Reproduce every line of the listing below, requests included, and increase each bounding-box coordinate in the answers by 55. Leave the numbers in the requests and their format samples unchanged.

>> BEGIN DATASET

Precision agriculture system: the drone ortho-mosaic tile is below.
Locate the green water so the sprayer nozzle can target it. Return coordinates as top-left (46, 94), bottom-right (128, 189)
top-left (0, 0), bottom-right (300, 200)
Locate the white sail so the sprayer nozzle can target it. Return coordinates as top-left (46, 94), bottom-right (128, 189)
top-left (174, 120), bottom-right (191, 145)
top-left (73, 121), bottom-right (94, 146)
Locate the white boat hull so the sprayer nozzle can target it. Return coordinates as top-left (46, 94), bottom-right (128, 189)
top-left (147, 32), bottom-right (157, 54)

>> END DATASET

FULL SOLUTION:
Precision agriculture system: the drone ortho-mosaic tile is below.
Locate the green water so the sprayer nozzle can target it. Return coordinates as top-left (46, 94), bottom-right (128, 189)
top-left (55, 55), bottom-right (355, 255)
Locate the white sail so the sprayer nozzle can target it. Return coordinates as top-left (46, 94), bottom-right (128, 189)
top-left (229, 175), bottom-right (246, 200)
top-left (128, 176), bottom-right (149, 201)
Locate the white boat hull so the sprayer nozzle can target it. Return coordinates as top-left (46, 94), bottom-right (128, 189)
top-left (202, 87), bottom-right (212, 109)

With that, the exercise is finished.